Aug 14, 2017

Oxford living dictionaries for "other" languages

I had some difficulties decided how to title this post given the historically loaded connotations of possible alternatives. The Oxford Dictionaries project does a lot of useful stuff, offering quite a number of monolingual and bilingual dictionaries free and by subscription, which are of great value to editors and translators.

I am particularly excited and encouraged to see bilingual and monolingual resources from Oxford for some common African languages now, such as Setswana, Swahili, Northern Sotho and isiZulu. In recent years it has been a great blessing to meet some African colleagues from Egypt, Nigeria, Kenya, Angola and elsewhere at IAPTI events, memoQfest or other venues. In some of my education support efforts through IAPTI I have found rather interesting resources in South Africa and a few other places, but on the whole it appears to me as an outsider that colleagues there face a relative shortage of resources for any work they might do with local languages not transplanted from Europe. So it is a great pleasure for me personally to discover and share such resources (and I would encourage others to do so as well in the comments below).

━━━━━━━━━━━━━━━━━━━━

◆ **WRITTEN EXERCISE A**:
In the post on Oxford dictionaries, write out the passage between "I am particularly" and "the comments below).", inclusive, substituting "Kiswahili" for "Swahili".

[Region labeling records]
━━━━━━━━━━━━━━━━━━━━

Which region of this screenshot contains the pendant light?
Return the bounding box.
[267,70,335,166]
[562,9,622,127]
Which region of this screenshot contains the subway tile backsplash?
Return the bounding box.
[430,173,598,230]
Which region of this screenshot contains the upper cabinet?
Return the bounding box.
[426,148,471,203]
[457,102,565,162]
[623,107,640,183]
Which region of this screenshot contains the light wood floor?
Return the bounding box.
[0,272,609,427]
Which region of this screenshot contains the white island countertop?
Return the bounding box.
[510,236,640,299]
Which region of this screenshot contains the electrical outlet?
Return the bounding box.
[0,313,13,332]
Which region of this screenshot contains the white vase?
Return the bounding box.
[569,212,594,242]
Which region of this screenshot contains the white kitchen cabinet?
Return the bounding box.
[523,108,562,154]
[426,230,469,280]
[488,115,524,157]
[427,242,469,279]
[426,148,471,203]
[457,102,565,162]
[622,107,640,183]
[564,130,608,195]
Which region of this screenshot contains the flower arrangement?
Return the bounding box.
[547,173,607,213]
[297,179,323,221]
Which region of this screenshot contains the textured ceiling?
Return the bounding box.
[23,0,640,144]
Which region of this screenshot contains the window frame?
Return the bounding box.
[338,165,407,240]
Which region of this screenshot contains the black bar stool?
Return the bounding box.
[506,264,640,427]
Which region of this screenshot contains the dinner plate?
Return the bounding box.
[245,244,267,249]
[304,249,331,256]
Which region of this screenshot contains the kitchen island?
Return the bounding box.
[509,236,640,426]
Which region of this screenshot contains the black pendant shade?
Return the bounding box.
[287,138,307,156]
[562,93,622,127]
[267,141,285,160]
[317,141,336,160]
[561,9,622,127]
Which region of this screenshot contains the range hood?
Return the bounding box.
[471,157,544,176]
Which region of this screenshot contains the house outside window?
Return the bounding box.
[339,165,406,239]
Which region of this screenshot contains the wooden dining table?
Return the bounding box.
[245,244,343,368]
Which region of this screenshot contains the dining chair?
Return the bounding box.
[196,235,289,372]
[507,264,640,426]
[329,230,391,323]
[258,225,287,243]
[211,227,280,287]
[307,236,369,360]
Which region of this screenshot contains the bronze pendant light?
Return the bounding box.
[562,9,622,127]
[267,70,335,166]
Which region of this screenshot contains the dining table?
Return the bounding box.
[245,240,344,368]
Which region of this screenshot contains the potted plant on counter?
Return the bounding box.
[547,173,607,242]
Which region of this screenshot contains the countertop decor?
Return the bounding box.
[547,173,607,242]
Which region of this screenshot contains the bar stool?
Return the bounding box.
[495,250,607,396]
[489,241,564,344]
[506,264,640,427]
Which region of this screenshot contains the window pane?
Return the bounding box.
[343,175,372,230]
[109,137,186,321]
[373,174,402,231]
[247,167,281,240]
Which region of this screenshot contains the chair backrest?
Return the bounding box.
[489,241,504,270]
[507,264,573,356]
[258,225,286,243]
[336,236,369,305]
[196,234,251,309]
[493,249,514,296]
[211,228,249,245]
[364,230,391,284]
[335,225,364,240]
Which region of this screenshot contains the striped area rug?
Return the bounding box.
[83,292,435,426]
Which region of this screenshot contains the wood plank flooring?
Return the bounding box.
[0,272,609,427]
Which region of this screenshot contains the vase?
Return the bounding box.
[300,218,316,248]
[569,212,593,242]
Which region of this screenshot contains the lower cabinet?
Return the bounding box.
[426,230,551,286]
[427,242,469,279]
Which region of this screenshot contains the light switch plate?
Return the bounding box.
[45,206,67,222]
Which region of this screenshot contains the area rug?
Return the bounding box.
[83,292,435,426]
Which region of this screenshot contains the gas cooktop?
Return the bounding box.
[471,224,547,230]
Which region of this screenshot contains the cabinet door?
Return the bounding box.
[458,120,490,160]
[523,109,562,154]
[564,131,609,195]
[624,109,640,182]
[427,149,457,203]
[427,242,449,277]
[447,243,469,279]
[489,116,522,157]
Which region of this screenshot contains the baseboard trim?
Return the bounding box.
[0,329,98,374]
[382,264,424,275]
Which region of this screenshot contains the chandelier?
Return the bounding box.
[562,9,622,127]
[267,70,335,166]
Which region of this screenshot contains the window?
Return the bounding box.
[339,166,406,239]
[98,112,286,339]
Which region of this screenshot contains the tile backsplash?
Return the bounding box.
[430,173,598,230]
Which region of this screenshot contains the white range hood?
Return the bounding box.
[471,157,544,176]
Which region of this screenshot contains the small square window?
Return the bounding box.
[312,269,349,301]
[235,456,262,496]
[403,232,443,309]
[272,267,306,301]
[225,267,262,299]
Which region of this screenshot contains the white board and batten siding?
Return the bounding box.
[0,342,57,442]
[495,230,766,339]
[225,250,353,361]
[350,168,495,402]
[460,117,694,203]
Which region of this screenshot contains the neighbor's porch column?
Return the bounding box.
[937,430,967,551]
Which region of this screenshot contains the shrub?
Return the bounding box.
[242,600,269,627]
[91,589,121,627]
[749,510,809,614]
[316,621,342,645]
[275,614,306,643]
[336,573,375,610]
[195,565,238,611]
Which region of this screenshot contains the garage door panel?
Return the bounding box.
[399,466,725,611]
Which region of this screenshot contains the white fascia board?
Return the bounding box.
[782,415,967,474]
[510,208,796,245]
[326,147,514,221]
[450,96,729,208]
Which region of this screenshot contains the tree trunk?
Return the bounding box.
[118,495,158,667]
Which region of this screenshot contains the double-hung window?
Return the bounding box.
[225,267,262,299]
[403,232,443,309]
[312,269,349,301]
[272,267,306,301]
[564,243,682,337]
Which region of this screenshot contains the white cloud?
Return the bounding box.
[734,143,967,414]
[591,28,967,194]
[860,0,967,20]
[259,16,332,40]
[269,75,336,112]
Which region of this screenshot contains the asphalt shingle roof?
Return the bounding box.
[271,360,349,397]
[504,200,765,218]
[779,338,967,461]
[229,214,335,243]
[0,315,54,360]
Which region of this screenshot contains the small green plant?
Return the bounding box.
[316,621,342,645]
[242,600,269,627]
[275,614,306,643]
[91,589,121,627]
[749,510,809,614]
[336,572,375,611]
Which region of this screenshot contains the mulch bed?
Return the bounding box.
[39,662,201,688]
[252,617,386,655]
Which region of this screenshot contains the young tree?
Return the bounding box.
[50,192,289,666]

━━━━━━━━━━━━━━━━━━━━

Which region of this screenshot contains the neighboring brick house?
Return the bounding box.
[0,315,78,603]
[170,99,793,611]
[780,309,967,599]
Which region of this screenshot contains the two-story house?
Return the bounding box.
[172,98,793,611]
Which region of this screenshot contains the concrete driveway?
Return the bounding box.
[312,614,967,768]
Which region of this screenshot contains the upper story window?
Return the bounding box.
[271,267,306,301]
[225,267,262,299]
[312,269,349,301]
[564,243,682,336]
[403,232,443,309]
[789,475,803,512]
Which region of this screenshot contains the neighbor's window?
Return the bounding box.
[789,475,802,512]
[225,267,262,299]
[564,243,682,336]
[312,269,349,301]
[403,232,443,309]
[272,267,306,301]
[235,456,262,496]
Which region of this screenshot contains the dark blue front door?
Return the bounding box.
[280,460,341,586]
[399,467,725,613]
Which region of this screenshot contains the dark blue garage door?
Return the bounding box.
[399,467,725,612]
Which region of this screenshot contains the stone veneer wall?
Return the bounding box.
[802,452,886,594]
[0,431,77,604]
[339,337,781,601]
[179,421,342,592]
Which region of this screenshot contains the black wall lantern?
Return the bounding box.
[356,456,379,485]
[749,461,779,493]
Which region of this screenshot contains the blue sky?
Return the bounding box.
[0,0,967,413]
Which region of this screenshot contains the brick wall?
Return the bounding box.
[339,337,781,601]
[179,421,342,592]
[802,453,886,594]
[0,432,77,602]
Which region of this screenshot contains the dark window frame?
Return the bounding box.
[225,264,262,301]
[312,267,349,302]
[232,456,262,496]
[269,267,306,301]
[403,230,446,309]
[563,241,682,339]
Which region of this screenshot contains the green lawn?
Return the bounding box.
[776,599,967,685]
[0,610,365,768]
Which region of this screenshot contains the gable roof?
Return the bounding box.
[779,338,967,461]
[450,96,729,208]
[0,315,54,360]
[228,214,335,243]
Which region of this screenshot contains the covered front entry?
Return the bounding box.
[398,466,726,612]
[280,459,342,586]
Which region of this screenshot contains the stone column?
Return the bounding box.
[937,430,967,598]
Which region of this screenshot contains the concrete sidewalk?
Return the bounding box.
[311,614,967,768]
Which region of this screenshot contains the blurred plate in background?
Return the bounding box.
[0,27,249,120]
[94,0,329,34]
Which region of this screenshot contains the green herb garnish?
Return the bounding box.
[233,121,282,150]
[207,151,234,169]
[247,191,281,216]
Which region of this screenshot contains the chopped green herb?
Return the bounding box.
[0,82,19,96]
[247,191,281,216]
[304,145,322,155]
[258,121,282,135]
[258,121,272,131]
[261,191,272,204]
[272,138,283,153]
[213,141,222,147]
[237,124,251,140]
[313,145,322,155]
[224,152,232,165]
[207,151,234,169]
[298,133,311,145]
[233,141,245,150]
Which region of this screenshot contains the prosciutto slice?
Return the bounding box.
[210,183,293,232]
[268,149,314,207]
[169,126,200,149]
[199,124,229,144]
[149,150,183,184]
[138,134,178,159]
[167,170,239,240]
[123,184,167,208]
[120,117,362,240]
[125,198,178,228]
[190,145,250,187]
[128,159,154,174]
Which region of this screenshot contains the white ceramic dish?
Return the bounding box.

━━━━━━━━━━━━━━━━━━━━

◆ **WRITTEN EXERCISE B**:
From the region labeling entries, reproduce word for word the lines between the line holding "Which region of this screenshot contains the neighbor's porch" and the line holding "[937,430,967,551]", inclusive.

◆ **FULL OUTPUT A**:
I am particularly excited and encouraged to see bilingual and monolingual resources from Oxford for some common African languages now, such as Setswana, Kiswahili, Northern Sotho and isiZulu. In recent years it has been a great blessing to meet some African colleagues from Egypt, Nigeria, Kenya, Angola and elsewhere at IAPTI events, memoQfest or other venues. In some of my education support efforts through IAPTI I have found rather interesting resources in South Africa and a few other places, but on the whole it appears to me as an outsider that colleagues there face a relative shortage of resources for any work they might do with local languages not transplanted from Europe. So it is a great pleasure for me personally to discover and share such resources (and I would encourage others to do so as well in the comments below).

◆ **FULL OUTPUT B**:
Which region of this screenshot contains the neighbor's porch column?
Return the bounding box.
[937,430,967,551]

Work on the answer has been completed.